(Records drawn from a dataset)
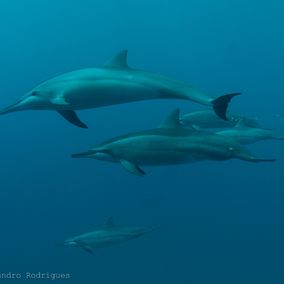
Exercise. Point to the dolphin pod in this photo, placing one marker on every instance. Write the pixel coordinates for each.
(108, 235)
(176, 141)
(169, 144)
(113, 83)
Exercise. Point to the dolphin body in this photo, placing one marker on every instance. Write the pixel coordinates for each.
(249, 135)
(108, 235)
(209, 119)
(113, 83)
(170, 144)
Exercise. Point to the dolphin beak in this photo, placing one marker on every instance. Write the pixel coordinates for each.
(14, 107)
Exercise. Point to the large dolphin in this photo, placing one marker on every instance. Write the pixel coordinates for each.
(108, 235)
(248, 135)
(209, 119)
(169, 144)
(113, 83)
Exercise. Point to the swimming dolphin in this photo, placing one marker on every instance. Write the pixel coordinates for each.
(113, 83)
(169, 144)
(108, 235)
(248, 135)
(209, 119)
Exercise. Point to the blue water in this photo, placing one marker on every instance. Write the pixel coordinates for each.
(216, 222)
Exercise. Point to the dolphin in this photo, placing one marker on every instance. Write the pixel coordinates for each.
(108, 235)
(209, 119)
(113, 83)
(249, 135)
(170, 144)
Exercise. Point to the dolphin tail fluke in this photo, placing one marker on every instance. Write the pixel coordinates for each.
(8, 109)
(220, 105)
(72, 117)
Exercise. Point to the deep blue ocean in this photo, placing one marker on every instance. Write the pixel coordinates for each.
(216, 222)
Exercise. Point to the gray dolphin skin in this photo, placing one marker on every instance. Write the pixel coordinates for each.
(108, 235)
(249, 135)
(113, 83)
(209, 119)
(170, 144)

TASK DETAILS: Your answer must be the full set of entries, set down exactly and without pictures.

ANSWER BELOW:
Exercise. Point to the dolphin pod in this photo, placing one marker on every instance. Write the pixel coordinates for each.
(108, 235)
(176, 141)
(169, 144)
(113, 83)
Exercise. Point to the dolphin body in this photo, placing one marker on every instance. Write the pixel coordinates for each.
(249, 135)
(108, 235)
(209, 119)
(113, 83)
(170, 144)
Exercise. Point to the dolphin beak in this photo, placing one marker on every instance. Write the pixel coordinates for each.
(14, 107)
Exercise. Point to the large dolphin in this photo, placing one marker on every instance. Write the pixel coordinates for each.
(108, 235)
(248, 135)
(209, 119)
(169, 144)
(113, 83)
Exercise. Point to the swimming dolphin in this photo, placing one marker on every instance. Write the pixel coordinates for each.
(113, 83)
(169, 144)
(108, 235)
(248, 135)
(209, 119)
Exercise. Point to the blue water in this photo, placing one marker on every instance. Write the pixel coordinates for each.
(216, 222)
Exercise. Point to the dolphin in this photo, placing one marker on every instance. Write the pixel coordinates for each.
(108, 235)
(209, 119)
(113, 83)
(249, 135)
(170, 144)
Exercise. Point to the dolphin tail fluke in this photo, placing one marker on every instance. Write the pixel coordinates for each.
(8, 109)
(220, 105)
(72, 117)
Exercise. Point to the deep blue ocean in this photo, placing one marker on every instance. Write the pixel coordinates for each.
(216, 222)
Exercise. Point to the gray dolphin skin in this photo, placing one marker on every instance. Write the pixel coordinates for each.
(108, 235)
(249, 135)
(113, 83)
(209, 119)
(170, 144)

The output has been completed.